What you have to do | Extract the complete data exactly as given.

Items listed in a dataset |
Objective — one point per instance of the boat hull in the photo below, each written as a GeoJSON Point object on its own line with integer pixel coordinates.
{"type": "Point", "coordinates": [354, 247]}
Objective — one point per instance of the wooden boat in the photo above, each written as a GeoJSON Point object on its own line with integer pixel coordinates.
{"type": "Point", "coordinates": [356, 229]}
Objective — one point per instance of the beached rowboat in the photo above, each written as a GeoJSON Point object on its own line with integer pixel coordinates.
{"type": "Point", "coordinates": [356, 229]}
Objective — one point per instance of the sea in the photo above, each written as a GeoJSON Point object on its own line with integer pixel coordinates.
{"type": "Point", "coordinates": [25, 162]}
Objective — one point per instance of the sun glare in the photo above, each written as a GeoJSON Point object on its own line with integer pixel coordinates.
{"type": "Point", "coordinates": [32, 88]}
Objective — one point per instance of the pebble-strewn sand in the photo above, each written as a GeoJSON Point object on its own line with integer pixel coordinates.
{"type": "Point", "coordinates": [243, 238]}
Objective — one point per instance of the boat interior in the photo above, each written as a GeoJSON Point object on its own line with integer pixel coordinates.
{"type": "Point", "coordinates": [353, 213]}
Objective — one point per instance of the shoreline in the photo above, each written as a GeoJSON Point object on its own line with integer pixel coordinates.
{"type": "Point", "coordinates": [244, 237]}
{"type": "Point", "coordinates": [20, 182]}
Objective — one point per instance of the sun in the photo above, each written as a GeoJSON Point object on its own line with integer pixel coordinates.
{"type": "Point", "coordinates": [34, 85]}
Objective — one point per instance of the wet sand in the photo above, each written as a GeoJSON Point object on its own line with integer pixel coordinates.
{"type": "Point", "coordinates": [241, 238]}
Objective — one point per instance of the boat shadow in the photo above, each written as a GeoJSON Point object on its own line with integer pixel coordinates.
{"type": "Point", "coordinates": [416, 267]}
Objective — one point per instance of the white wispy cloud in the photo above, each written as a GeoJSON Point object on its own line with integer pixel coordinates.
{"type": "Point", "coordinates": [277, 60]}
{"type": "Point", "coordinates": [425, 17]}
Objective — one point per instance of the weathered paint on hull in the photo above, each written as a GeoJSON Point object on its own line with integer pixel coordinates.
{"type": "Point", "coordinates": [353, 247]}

Response to this exercise |
Objective — one point per instance of the boat hull in the photo below, each written as a GeoJSON Point object on its own line with integer pixel coordinates.
{"type": "Point", "coordinates": [354, 247]}
Objective — one point per instance of the wooden boat in the photo above, each written as a GeoJSON Point object on its own line with integer pixel coordinates.
{"type": "Point", "coordinates": [356, 229]}
Objective — one point per instance of the beached rowboat in the photo above, each written as a GeoJSON Point object on its own line with integer pixel coordinates.
{"type": "Point", "coordinates": [356, 229]}
Objective — one point per instance of the sea in the photo above, each written as a GeoJSON Point object on its own line with integer pixel coordinates.
{"type": "Point", "coordinates": [25, 162]}
Objective — one point per instance of the sun glare in the photo above, each written as a GeoJSON Point object on its own line with integer pixel coordinates.
{"type": "Point", "coordinates": [32, 88]}
Objective — one point per instance of the pebble-strewn sand in the photo above, each written as a GeoJSON Point object on its own line with integer pixel coordinates.
{"type": "Point", "coordinates": [243, 238]}
Objective — one point per instance of the boat interior in the photo above, each written as a GeoJSON Point object on its own line with integer pixel coordinates.
{"type": "Point", "coordinates": [353, 213]}
Objective — one point per instance of the shoreline in the photo above, each written as a GeoJSON Point object on its own line with integer pixel coordinates.
{"type": "Point", "coordinates": [244, 237]}
{"type": "Point", "coordinates": [20, 182]}
Objective — one point per instance of the sun in the photo above, each written as a GeoJSON Point object on its own line with integer pixel coordinates.
{"type": "Point", "coordinates": [34, 85]}
Objective — one point per instance of the wet sand in the photo above, each written as a GeoJSON Point object on its own line with integer pixel coordinates.
{"type": "Point", "coordinates": [241, 238]}
Objective — one point per instance of the boat shadow in the photo above, each written as a GeoJSON Point object on its own line with integer pixel coordinates.
{"type": "Point", "coordinates": [416, 267]}
Objective — one point per instance of the white wispy cloud in the photo above, each written as a GeoJSON Point object on its own line with integer pixel coordinates.
{"type": "Point", "coordinates": [277, 60]}
{"type": "Point", "coordinates": [425, 17]}
Objective — one point per instance of the weathered paint on hull in the photo above, each written as a GeoJSON Point object on its own line with integer pixel coordinates.
{"type": "Point", "coordinates": [353, 247]}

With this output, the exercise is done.